CONSIGNES DES EXERCICES.
• A. Répondez à ces questions sur le texte consacré au Bahir :
(i) Quelle édition du Bahir présente en annexe un index thématique ?
(ii) Combien de paragraphes ont été retenus sur les 10 proposés pour illustrer la bénédiction et la louange ?
(iii) Selon la Mishnah 3, pourquoi la Torah commence-t-elle par la lettre Bet ?
• B. Remplacez "index thématique" par "répertoire thématique" dans le passage du texte sur le Bahir qui s'ouvre sur les mots contenant "Bénédiction Et Louange" et se clôt sur "dans le Bahir.", puis donnez ce passage en entier.

TEXTE FOURNI.
INITIATION AU BAHIR, LE LIVRE DE LA CLARTE

----

Bénédiction Et Louange Dans Le Bahir

 

Albert SOUED - 17 mars 2002
Retour à cours et conférences

 

Voir aussi dans le Bahir: lumière - arbre - rêve - soukhot - loulab - étrog - alef-betghimel-dalet-hé  - serpent - liens avec Séfer Yetsirah

 

L'édition Verdier du Bahir a l'avantage de présenter en annexe un index thématique qui permet l'étude de thèmes en choisissant les "mishnayot" ou paragraphes pouvant être reliés au thème choisi. Nous avons sélectionné 5 paragraphes 3-4-5-6-7 sur les 10 proposés pour illustrer la bénédiction et la louange dans le Bahir.

 

 

Mishnah 3

Et pourquoi la Torah commence-t-elle par la lettre Bet?

Parce que le mot "Bérakhah" ou bénédiction commence, lui aussi par cette même lettre.

Et d'où savons-nous que la Torah est appelée "bénédiction"?

Il est dit dans Deutéronome 33/23: "Ô Naftali! Rassasié de volonté et comblé de bénédictions de D., que le Couchant (mer) et que le Midi soient ton héritage!"

Or "la mer", c'est la Torah, ainsi qu'il est dit dans Job 11/9: "Elle est plus étendue en longueur que la terre, plus vaste que l'Océan!"

Et que signifie l'expression "et rempli de bénédictions de yod-hé-waw-hé" ?

Cela veut dire que partout où on trouve la lettre Bét, c'est un langage de bénédiction, comme nous disons "béréshit", au commencement. Il n'est pas de commencement qui ne soit sagesse, ainsi qu'il est dit dans Psaume 111/10: "Le principe de la Sagesse, c'est la crainte de l'Eternel, gage de précieuse bienveillance pour ceux qui s'en inspirent. Sa gloire (louange) subsiste à jamais".

Et il n'est de sagesse qui ne soit bénédiction car il est dit "et D. bénit Salomon" et il est écrit dans IRois 5/26: "Le Seigneur avait doté Salomon de sagesse, comme il le lui avait promis. Hiram et Salomon vivaient en paix, et ils conclurent entre eux une alliance".

Ceci est comparable à un roi qui marie sa fille à son propre fils, en lui disant "Use d'elle à ta guise"

 

La Torah qui est l'enseignement par excellence est assimilée à une bénédiction car comme la bénédiction qui se dit bérakhah, elle commence par la lettre Bét (voir exposé sur alef-bet). La lettre "bét" peut être comprise comme une intériorité qui s'édifie à l'image d'une maison qu'on construit (partie intérieure à nous même que nous cherchons à saisir et à ordonner).

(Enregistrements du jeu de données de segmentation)
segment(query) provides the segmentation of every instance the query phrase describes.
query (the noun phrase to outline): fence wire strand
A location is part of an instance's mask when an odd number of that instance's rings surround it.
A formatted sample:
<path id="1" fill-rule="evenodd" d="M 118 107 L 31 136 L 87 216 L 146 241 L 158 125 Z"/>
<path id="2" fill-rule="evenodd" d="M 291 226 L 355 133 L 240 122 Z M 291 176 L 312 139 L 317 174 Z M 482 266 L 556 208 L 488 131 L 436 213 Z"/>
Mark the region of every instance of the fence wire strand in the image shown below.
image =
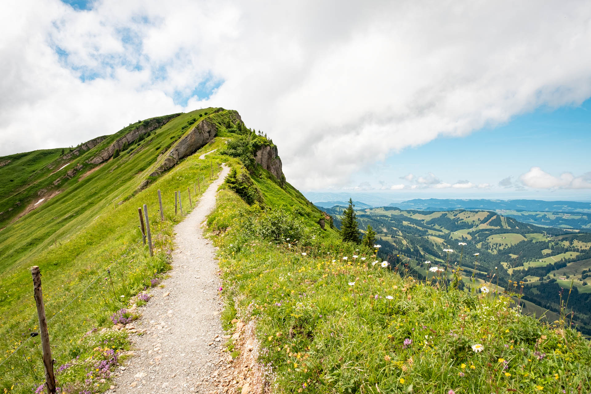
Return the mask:
<path id="1" fill-rule="evenodd" d="M 129 253 L 129 251 L 131 251 L 131 249 L 133 248 L 135 248 L 135 246 L 137 246 L 141 241 L 142 241 L 142 240 L 140 239 L 139 241 L 138 241 L 137 242 L 136 242 L 135 244 L 133 244 L 131 246 L 130 246 L 129 248 L 128 248 L 127 250 L 125 251 L 125 253 L 124 254 L 123 254 L 121 256 L 120 256 L 119 258 L 118 259 L 117 259 L 116 261 L 113 261 L 113 262 L 112 262 L 109 265 L 109 266 L 108 266 L 106 268 L 105 268 L 104 269 L 105 270 L 111 269 L 111 267 L 112 267 L 116 263 L 117 263 L 119 262 L 120 261 L 121 261 L 121 260 L 123 259 L 124 258 L 125 258 L 126 256 L 127 256 L 127 254 L 128 253 Z M 85 288 L 85 289 L 82 291 L 80 292 L 78 294 L 78 295 L 76 295 L 75 297 L 74 297 L 74 298 L 73 298 L 72 299 L 72 301 L 70 301 L 69 302 L 68 302 L 67 304 L 65 307 L 64 307 L 63 308 L 62 308 L 59 312 L 57 312 L 57 313 L 54 314 L 53 315 L 53 316 L 51 317 L 51 318 L 48 319 L 47 320 L 47 323 L 48 324 L 50 321 L 51 321 L 51 320 L 53 320 L 53 319 L 54 319 L 58 315 L 59 315 L 60 313 L 61 313 L 62 312 L 63 312 L 64 310 L 66 310 L 66 308 L 67 308 L 68 307 L 69 307 L 72 304 L 72 302 L 73 302 L 74 301 L 76 301 L 76 299 L 77 299 L 81 295 L 85 294 L 86 293 L 86 291 L 88 289 L 88 288 L 89 287 L 90 287 L 90 286 L 92 286 L 92 285 L 93 285 L 98 280 L 99 280 L 99 278 L 102 278 L 102 276 L 103 276 L 102 274 L 98 275 L 97 277 L 95 279 L 94 281 L 93 281 L 92 282 L 91 282 L 86 288 Z M 1 363 L 0 363 L 0 367 L 1 367 L 5 363 L 6 363 L 10 359 L 10 357 L 11 357 L 15 353 L 16 353 L 17 351 L 18 351 L 19 349 L 20 349 L 21 347 L 22 347 L 23 346 L 24 346 L 25 344 L 26 344 L 27 342 L 29 341 L 29 340 L 33 339 L 34 337 L 33 337 L 33 336 L 30 336 L 28 338 L 27 338 L 26 340 L 25 340 L 24 342 L 23 342 L 22 343 L 21 343 L 20 344 L 20 346 L 19 346 L 18 347 L 17 347 L 14 351 L 12 351 L 12 353 L 11 353 L 7 357 L 6 357 L 5 359 L 4 359 L 4 360 L 2 360 L 2 362 Z"/>

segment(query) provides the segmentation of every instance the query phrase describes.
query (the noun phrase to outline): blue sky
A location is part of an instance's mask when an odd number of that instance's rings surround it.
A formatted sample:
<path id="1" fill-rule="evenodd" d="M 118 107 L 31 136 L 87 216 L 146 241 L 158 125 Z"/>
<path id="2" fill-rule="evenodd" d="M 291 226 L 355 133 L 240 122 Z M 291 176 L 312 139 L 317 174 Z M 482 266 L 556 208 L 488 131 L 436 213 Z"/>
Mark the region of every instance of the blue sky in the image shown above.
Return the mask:
<path id="1" fill-rule="evenodd" d="M 518 182 L 520 175 L 532 167 L 558 175 L 567 171 L 575 176 L 591 171 L 591 99 L 580 105 L 557 109 L 538 108 L 517 115 L 509 122 L 486 127 L 462 137 L 442 136 L 417 147 L 390 155 L 385 161 L 353 175 L 354 184 L 368 180 L 404 183 L 400 177 L 434 174 L 453 184 L 460 180 L 488 183 L 483 190 L 392 191 L 397 195 L 445 198 L 480 197 L 541 199 L 591 199 L 589 189 L 579 190 L 519 190 L 495 187 L 508 177 Z M 375 181 L 374 187 L 379 186 Z M 367 187 L 365 185 L 366 188 Z"/>
<path id="2" fill-rule="evenodd" d="M 584 2 L 9 0 L 0 12 L 26 16 L 0 24 L 0 155 L 223 107 L 272 138 L 303 191 L 591 194 Z"/>

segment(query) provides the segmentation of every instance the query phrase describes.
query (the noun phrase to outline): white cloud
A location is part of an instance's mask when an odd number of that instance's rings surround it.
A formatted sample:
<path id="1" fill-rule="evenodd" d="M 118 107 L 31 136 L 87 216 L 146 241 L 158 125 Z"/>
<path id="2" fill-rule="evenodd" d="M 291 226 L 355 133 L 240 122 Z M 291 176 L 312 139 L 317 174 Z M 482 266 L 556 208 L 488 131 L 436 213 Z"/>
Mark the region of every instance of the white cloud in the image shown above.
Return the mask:
<path id="1" fill-rule="evenodd" d="M 452 187 L 456 189 L 470 189 L 476 187 L 473 183 L 467 181 L 459 181 L 452 185 Z"/>
<path id="2" fill-rule="evenodd" d="M 533 167 L 519 178 L 524 185 L 537 189 L 591 188 L 591 172 L 580 177 L 575 177 L 571 172 L 563 172 L 560 177 L 555 177 L 540 167 Z"/>
<path id="3" fill-rule="evenodd" d="M 0 155 L 223 106 L 267 132 L 290 181 L 313 188 L 438 136 L 591 95 L 585 2 L 102 0 L 76 12 L 8 0 L 0 11 Z M 171 98 L 206 80 L 224 81 L 209 100 Z"/>
<path id="4" fill-rule="evenodd" d="M 414 179 L 414 175 L 412 174 L 409 173 L 408 175 L 405 175 L 404 177 L 400 177 L 400 179 L 403 179 L 410 182 L 413 179 Z"/>
<path id="5" fill-rule="evenodd" d="M 424 177 L 417 178 L 417 183 L 423 185 L 434 185 L 441 183 L 441 180 L 433 172 L 429 172 Z"/>

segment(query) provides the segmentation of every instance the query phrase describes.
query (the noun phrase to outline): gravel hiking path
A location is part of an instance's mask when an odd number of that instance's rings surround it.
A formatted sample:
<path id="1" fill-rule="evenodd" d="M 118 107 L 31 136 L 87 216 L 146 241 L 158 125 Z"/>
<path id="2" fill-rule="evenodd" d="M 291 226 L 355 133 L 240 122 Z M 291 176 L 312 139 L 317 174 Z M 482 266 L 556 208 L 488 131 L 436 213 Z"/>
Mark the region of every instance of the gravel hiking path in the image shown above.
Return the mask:
<path id="1" fill-rule="evenodd" d="M 107 392 L 221 393 L 226 388 L 217 377 L 220 369 L 226 369 L 221 351 L 226 340 L 220 321 L 219 268 L 215 248 L 203 237 L 201 224 L 229 171 L 223 165 L 199 205 L 175 226 L 170 277 L 163 282 L 164 288 L 152 289 L 152 298 L 138 308 L 142 317 L 134 322 L 134 330 L 147 331 L 131 334 L 135 356 L 118 368 Z"/>
<path id="2" fill-rule="evenodd" d="M 202 155 L 201 156 L 199 157 L 199 158 L 201 159 L 202 160 L 203 160 L 203 159 L 205 159 L 205 157 L 206 156 L 207 156 L 207 155 L 209 155 L 210 153 L 213 153 L 214 152 L 215 152 L 217 150 L 217 148 L 216 148 L 216 149 L 213 149 L 213 151 L 210 151 L 209 152 L 207 152 L 206 153 L 204 153 L 203 155 Z"/>

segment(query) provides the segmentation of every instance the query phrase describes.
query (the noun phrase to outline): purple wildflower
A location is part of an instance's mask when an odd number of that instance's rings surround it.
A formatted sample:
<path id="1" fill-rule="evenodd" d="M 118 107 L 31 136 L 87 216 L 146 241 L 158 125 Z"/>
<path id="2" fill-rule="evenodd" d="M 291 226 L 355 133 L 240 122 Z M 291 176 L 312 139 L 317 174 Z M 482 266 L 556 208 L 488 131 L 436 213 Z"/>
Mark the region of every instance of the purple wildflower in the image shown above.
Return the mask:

CORRIGÉ DES EXERCICES.
• A.
(i) L'édition Verdier.
(ii) Cinq paragraphes : les paragraphes 3, 4, 5, 6 et 7.
(iii) Parce que le mot « Bérakhah », qui signifie bénédiction, commence lui aussi par cette lettre.

• B.
Bénédiction Et Louange Dans Le Bahir

 

Albert SOUED - 17 mars 2002
Retour à cours et conférences

 

Voir aussi dans le Bahir: lumière - arbre - rêve - soukhot - loulab - étrog - alef-betghimel-dalet-hé  - serpent - liens avec Séfer Yetsirah

 

L'édition Verdier du Bahir a l'avantage de présenter en annexe un répertoire thématique qui permet l'étude de thèmes en choisissant les "mishnayot" ou paragraphes pouvant être reliés au thème choisi. Nous avons sélectionné 5 paragraphes 3-4-5-6-7 sur les 10 proposés pour illustrer la bénédiction et la louange dans le Bahir.